• _GIVEN REQUEST 1_: Reproduce the stretch from "Time would fail" through "by the Christians." in the passage on religious persecution, word for word.
• _GIVEN REQUEST 2_: Carry on the passage on religious persecution from the point where it stops.

And 5thly. The most diabolical sin; persecution, that favourite off. spring of Satan, transformed into an angel of light. Persecution, that bloody, hypocritical monster, which carries a Bible, a liturgy, and a bundle of canons in one hand; with fire fagots, and all the weapons invented by cruelty in the other; and with sanctified looks, distresses, racks, or murders men, either because they love God, or because they cannot all think alike.

Time would fail to tell of those who, on religious accounts, have been stoned and sawn asunder by the Jews, cast to the lions, and burned by the heathens, strangled and impaled by the Mohammedans, and butchered all manner of ways by the Christians.

Yes, we must confess it, Christian Rome has glutted herself with the blood of martyrs, which heathenish Rome had but comparatively tasted. And when Protestants fled from her bloody pale, they brought along with them too much of her bloody spirit. Prove the sad assertion, poor Servetus! When a Romish inquisition had forced thee to fly to Geneva, what reception didst thou meet with in that reformed city? Alas! the Papists had burned thee in effigy; the Protestants burned thee in reality, and Moloch triumphed to see the two opposite parties agree in offering him the human sacrifice.

So universally restless is the spirit of persecution which inspires the unrenewed part of mankind, that when people of the same religion have no outward opposer to tear, they bark at, bite, and devour one another. Is it not the same bitter zeal that made the Pharisees and Sadducees among the Jews, and now makes the sects of Ali and Omar among the Mohammedans, those of the Jansenists and Molinists among the Papists, and those of the Calvinists and Arminians among the Protestants, oppose each other with such acrimony and virulence?

• _PROVIDED INFORMATION_:

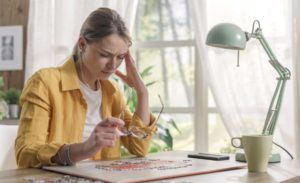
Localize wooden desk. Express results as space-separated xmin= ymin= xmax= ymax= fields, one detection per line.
xmin=0 ymin=151 xmax=300 ymax=183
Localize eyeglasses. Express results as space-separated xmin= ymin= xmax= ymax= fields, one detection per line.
xmin=118 ymin=95 xmax=165 ymax=139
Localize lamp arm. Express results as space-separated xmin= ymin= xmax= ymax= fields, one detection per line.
xmin=247 ymin=28 xmax=291 ymax=135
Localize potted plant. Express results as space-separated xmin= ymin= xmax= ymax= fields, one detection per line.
xmin=4 ymin=88 xmax=21 ymax=118
xmin=0 ymin=76 xmax=9 ymax=120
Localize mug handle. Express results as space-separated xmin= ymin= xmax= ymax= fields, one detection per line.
xmin=231 ymin=137 xmax=243 ymax=148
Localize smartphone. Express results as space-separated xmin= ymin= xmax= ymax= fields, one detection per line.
xmin=188 ymin=153 xmax=229 ymax=161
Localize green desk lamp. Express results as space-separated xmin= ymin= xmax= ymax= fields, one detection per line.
xmin=206 ymin=20 xmax=291 ymax=162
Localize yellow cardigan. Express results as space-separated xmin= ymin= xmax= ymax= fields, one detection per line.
xmin=15 ymin=58 xmax=156 ymax=167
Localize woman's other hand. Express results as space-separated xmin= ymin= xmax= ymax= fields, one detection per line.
xmin=83 ymin=117 xmax=124 ymax=157
xmin=115 ymin=51 xmax=147 ymax=93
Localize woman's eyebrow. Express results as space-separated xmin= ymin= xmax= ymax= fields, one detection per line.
xmin=98 ymin=49 xmax=128 ymax=56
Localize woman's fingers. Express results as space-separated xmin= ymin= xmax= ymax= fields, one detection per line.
xmin=115 ymin=70 xmax=127 ymax=83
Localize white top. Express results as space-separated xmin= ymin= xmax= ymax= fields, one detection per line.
xmin=80 ymin=81 xmax=102 ymax=141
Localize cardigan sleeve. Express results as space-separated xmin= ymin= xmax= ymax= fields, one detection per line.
xmin=15 ymin=73 xmax=63 ymax=168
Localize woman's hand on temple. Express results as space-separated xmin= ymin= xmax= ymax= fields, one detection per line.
xmin=115 ymin=52 xmax=147 ymax=92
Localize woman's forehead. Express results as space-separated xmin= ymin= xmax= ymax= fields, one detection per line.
xmin=95 ymin=34 xmax=130 ymax=54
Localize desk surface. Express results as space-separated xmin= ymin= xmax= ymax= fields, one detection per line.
xmin=0 ymin=151 xmax=300 ymax=183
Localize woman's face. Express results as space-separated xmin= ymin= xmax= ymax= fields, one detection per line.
xmin=79 ymin=34 xmax=129 ymax=80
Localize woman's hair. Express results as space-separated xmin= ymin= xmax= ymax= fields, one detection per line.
xmin=73 ymin=8 xmax=132 ymax=61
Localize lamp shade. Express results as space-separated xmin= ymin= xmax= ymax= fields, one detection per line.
xmin=206 ymin=23 xmax=247 ymax=50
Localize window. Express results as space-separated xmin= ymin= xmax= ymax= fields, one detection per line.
xmin=133 ymin=0 xmax=229 ymax=151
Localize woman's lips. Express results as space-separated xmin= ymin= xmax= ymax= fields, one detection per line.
xmin=102 ymin=71 xmax=114 ymax=75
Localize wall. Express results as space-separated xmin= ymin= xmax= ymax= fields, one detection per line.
xmin=0 ymin=0 xmax=29 ymax=90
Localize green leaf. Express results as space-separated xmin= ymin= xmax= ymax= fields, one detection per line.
xmin=168 ymin=118 xmax=181 ymax=134
xmin=0 ymin=76 xmax=4 ymax=88
xmin=140 ymin=65 xmax=154 ymax=78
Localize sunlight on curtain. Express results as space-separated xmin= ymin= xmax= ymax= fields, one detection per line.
xmin=291 ymin=0 xmax=300 ymax=158
xmin=25 ymin=0 xmax=137 ymax=81
xmin=191 ymin=0 xmax=295 ymax=158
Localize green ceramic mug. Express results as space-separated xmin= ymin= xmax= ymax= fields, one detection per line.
xmin=231 ymin=135 xmax=273 ymax=172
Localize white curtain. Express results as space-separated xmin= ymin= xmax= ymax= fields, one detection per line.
xmin=25 ymin=0 xmax=137 ymax=81
xmin=291 ymin=0 xmax=300 ymax=158
xmin=191 ymin=0 xmax=300 ymax=156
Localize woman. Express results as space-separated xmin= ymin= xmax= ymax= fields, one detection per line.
xmin=15 ymin=8 xmax=156 ymax=167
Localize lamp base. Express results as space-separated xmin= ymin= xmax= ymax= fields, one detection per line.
xmin=235 ymin=153 xmax=281 ymax=163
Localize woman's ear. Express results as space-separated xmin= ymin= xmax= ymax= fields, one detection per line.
xmin=78 ymin=36 xmax=86 ymax=52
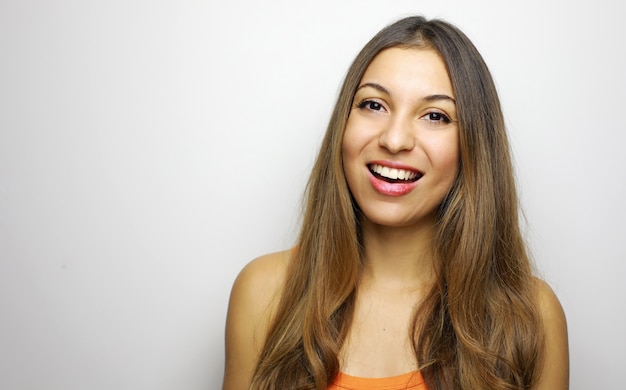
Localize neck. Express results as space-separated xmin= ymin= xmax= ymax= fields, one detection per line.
xmin=361 ymin=220 xmax=434 ymax=289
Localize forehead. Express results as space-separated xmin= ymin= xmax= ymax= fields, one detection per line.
xmin=361 ymin=47 xmax=453 ymax=97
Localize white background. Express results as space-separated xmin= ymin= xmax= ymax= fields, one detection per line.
xmin=0 ymin=0 xmax=626 ymax=390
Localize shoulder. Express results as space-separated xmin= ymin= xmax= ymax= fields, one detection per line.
xmin=534 ymin=279 xmax=569 ymax=390
xmin=229 ymin=250 xmax=292 ymax=314
xmin=224 ymin=250 xmax=292 ymax=389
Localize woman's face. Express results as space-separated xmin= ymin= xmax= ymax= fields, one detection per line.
xmin=342 ymin=48 xmax=459 ymax=226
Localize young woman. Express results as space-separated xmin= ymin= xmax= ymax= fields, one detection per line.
xmin=223 ymin=17 xmax=569 ymax=390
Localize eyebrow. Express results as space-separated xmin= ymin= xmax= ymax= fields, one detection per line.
xmin=356 ymin=83 xmax=456 ymax=105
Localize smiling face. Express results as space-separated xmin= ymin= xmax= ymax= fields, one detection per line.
xmin=342 ymin=48 xmax=459 ymax=226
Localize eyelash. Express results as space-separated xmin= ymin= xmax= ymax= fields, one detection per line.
xmin=357 ymin=100 xmax=452 ymax=124
xmin=357 ymin=100 xmax=385 ymax=111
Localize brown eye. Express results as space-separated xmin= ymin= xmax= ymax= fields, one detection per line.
xmin=422 ymin=111 xmax=451 ymax=123
xmin=357 ymin=100 xmax=384 ymax=111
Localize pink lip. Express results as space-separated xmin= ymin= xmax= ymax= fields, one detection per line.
xmin=367 ymin=161 xmax=419 ymax=196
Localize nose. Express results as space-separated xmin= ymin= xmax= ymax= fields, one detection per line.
xmin=378 ymin=116 xmax=415 ymax=154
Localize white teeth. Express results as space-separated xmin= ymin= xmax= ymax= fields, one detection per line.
xmin=370 ymin=164 xmax=417 ymax=180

• _RESULT 1_:
Time would fail to tell of those who, on religious accounts, have been stoned and sawn asunder by the Jews, cast to the lions, and burned by the heathens, strangled and impaled by the Mohammedans, and butchered all manner of ways by the Christians.

• _RESULT 2_:
But let us look around us at home. When persecuting Popery had almost expired in the fires in which it burned our first Churchmen, how soon did those who survived them commence persecutors of the Presbyterians? When these, forced to fly to New-England for rest, got there the staff of power in their hand, did they not, in their turn, fall upon and even hang the Quakers? And now that an act of toleration binds the monster, and the lash of pens, consecrated to the defence of our civil and religious liberties, makes him either afraid or ashamed of roaring aloud for his prey; does he not show, by his supercilious looks, malicious sneers, and settled contempt of vital piety, what he would do should an opportunity offer? And does he not still, under artful pretences, go to the utmost length of his chain, to wound the reputation of those whom he cannot devour, and inflict at least academic death* upon those whose persons are happily secured from his rage?

O ye unconverted among mankind, if all these abominations every where break out upon you, what cages of unclean birds, what nests swarming with cruel vipers, are your "deceitful and desperately wicked

hearts!"

See Pietas Oxoniensis.

TWENTY-FIFTH ARGUMENT.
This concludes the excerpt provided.